**What the task asks**
Reproduce the lines from the one containing "of the light" through the end of the records, both included and requests kept. Multiply each answer coordinate by 0.25 and round to a whole number with halves going up, but leave the requests and their sample coordinates unchanged.
:: Records for this task ::
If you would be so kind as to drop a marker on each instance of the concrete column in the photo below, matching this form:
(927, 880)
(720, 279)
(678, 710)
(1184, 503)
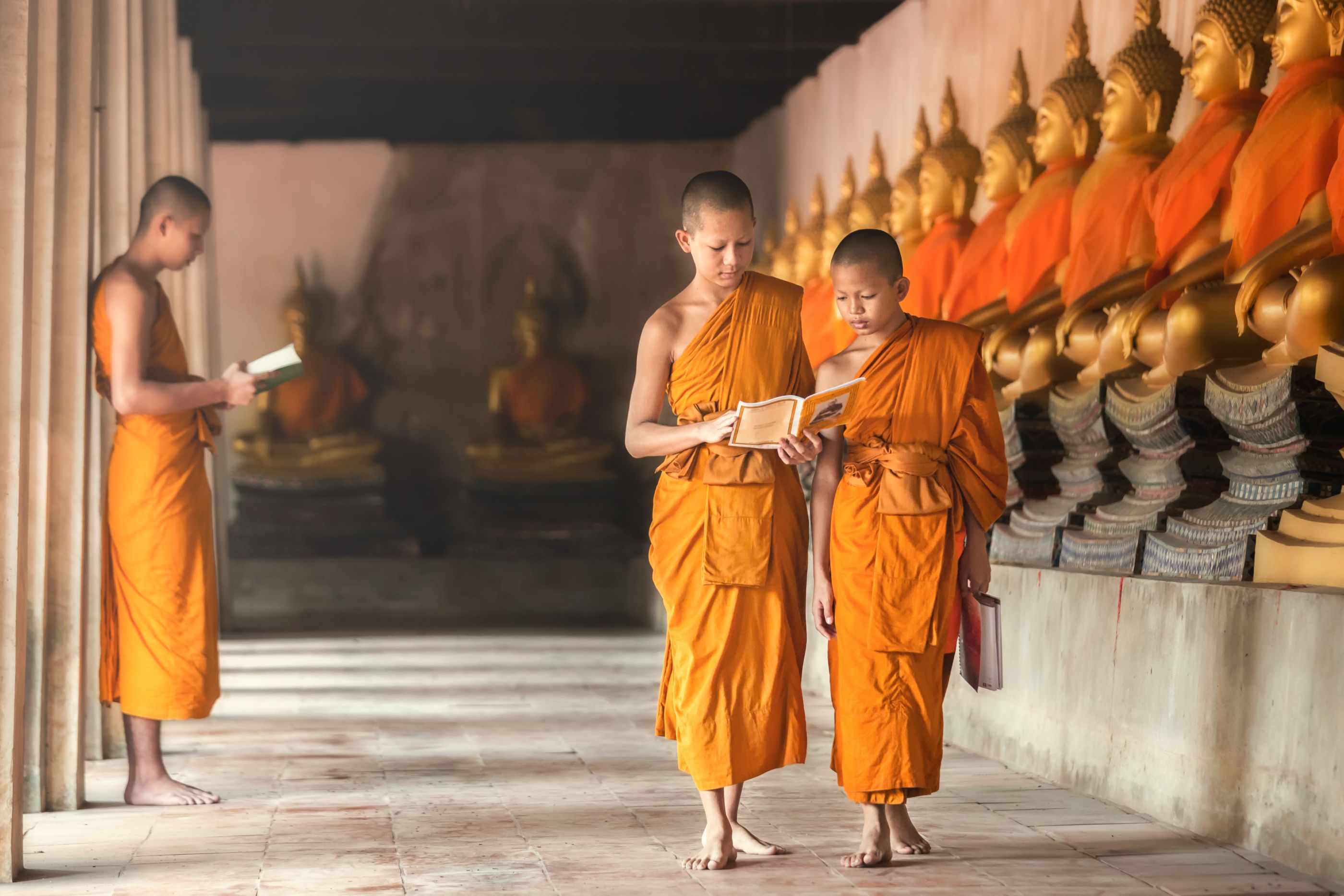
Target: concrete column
(42, 209)
(69, 422)
(18, 42)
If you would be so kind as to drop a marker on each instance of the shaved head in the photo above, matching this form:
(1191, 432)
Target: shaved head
(175, 195)
(714, 191)
(871, 246)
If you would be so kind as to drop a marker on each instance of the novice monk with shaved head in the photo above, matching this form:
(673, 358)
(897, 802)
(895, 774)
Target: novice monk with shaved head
(159, 613)
(729, 538)
(918, 473)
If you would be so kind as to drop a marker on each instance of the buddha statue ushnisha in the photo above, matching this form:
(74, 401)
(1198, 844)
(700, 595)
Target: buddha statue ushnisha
(1279, 203)
(905, 221)
(781, 263)
(307, 424)
(535, 407)
(947, 192)
(1038, 227)
(975, 296)
(1187, 195)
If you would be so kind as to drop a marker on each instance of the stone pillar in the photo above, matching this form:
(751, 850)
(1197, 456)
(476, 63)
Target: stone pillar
(69, 417)
(17, 48)
(33, 558)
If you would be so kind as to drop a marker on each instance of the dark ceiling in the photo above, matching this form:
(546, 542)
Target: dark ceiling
(498, 70)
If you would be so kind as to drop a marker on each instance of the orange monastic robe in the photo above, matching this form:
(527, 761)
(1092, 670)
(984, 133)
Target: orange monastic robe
(543, 390)
(160, 652)
(729, 551)
(1288, 157)
(1037, 231)
(983, 269)
(925, 449)
(932, 266)
(1109, 213)
(824, 332)
(320, 398)
(1197, 178)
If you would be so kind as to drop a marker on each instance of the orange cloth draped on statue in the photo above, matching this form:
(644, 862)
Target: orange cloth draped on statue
(983, 269)
(1288, 157)
(729, 547)
(160, 652)
(543, 390)
(932, 266)
(925, 449)
(824, 332)
(322, 397)
(1197, 177)
(1037, 231)
(1108, 213)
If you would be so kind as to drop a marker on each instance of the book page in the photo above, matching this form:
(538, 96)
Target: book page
(764, 424)
(828, 409)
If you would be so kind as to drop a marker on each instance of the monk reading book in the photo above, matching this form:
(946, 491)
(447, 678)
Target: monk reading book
(913, 481)
(729, 538)
(160, 655)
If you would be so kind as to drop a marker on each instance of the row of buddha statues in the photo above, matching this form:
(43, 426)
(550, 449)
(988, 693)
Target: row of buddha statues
(1117, 271)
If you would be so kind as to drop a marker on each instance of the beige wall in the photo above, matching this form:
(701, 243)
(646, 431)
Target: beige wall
(422, 253)
(902, 62)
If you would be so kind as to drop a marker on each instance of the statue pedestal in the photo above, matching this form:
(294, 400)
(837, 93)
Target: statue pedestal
(313, 514)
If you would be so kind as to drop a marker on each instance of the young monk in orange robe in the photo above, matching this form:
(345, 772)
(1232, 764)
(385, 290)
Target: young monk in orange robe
(1037, 230)
(159, 611)
(935, 263)
(729, 538)
(920, 469)
(982, 272)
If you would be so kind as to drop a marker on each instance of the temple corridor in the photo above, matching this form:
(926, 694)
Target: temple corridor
(514, 764)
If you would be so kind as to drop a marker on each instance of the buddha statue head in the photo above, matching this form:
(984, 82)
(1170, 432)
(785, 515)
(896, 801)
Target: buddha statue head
(906, 221)
(873, 206)
(531, 325)
(1306, 30)
(781, 263)
(299, 313)
(1066, 121)
(1143, 81)
(949, 168)
(1010, 164)
(807, 251)
(1227, 50)
(838, 222)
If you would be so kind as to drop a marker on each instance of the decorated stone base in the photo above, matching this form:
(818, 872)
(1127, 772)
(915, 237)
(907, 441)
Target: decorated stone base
(315, 514)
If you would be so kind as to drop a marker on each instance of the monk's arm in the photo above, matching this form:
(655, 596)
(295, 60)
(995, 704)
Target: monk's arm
(131, 311)
(644, 436)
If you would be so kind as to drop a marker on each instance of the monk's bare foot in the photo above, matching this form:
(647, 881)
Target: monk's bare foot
(905, 837)
(166, 792)
(717, 853)
(876, 843)
(748, 843)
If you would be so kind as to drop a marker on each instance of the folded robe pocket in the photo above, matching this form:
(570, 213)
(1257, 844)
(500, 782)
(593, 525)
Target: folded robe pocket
(738, 534)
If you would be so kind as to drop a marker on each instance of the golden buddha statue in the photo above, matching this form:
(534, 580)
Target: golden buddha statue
(1038, 229)
(807, 251)
(306, 425)
(763, 260)
(535, 407)
(1277, 206)
(947, 192)
(1008, 167)
(781, 263)
(905, 221)
(873, 207)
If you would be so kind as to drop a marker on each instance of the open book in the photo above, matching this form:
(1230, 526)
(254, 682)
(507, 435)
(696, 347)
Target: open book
(283, 366)
(764, 424)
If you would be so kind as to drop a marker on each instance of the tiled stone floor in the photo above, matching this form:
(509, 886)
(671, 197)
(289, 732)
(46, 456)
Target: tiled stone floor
(526, 765)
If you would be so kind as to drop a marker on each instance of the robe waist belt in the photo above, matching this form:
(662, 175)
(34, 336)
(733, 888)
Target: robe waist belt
(723, 464)
(912, 478)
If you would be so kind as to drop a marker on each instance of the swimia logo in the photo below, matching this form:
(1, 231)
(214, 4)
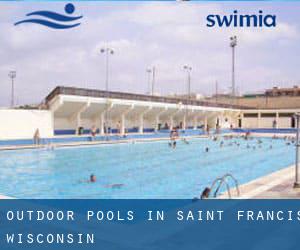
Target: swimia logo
(52, 19)
(240, 20)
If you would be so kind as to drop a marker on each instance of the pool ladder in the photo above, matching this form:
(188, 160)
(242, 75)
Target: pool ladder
(218, 182)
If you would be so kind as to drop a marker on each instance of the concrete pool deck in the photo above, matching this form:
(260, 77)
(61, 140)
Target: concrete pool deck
(277, 185)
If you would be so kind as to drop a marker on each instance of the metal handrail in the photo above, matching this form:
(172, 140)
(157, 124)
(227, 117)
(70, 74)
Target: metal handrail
(221, 180)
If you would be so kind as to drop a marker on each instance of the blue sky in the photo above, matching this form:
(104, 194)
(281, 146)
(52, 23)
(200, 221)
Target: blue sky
(167, 35)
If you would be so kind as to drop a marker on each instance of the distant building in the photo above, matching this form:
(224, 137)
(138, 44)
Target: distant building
(193, 96)
(274, 92)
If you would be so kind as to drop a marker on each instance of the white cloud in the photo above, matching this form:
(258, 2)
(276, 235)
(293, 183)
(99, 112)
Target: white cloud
(167, 35)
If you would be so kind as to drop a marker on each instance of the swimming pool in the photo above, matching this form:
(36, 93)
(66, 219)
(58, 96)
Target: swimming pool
(146, 170)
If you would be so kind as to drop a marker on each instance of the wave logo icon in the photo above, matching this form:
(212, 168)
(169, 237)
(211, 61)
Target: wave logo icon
(53, 20)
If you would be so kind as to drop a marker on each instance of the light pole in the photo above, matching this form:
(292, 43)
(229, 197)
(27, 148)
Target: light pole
(233, 44)
(107, 51)
(153, 71)
(188, 69)
(12, 75)
(149, 72)
(297, 182)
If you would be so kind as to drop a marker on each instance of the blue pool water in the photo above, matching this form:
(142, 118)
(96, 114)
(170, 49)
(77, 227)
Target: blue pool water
(147, 170)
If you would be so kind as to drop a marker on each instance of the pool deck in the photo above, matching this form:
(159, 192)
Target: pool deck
(277, 185)
(91, 143)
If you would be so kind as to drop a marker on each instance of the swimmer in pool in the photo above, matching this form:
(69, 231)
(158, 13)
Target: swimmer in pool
(185, 141)
(117, 185)
(93, 178)
(205, 193)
:::
**Problem solution**
If you would be so kind as to drop a marker on each instance of the light pole in the photo above, matching this form:
(292, 43)
(229, 197)
(27, 148)
Target: light pole
(58, 11)
(27, 13)
(38, 18)
(47, 17)
(3, 19)
(37, 18)
(74, 46)
If you would be so kind as to drop a marker on each instance of the blue pool water in the photo above, matching this form:
(142, 118)
(96, 114)
(170, 49)
(77, 227)
Target: blue pool water
(37, 43)
If you would be so kind as to drop a marker on each instance of the pool deck in the photo above, matching this form:
(159, 192)
Target: pool deck
(69, 46)
(23, 36)
If you would be so kind as to drop a marker on each instance of the swimmer in pool in the photo above, matching this form:
(69, 231)
(158, 13)
Target: swimmer in pool
(46, 35)
(29, 46)
(23, 45)
(51, 48)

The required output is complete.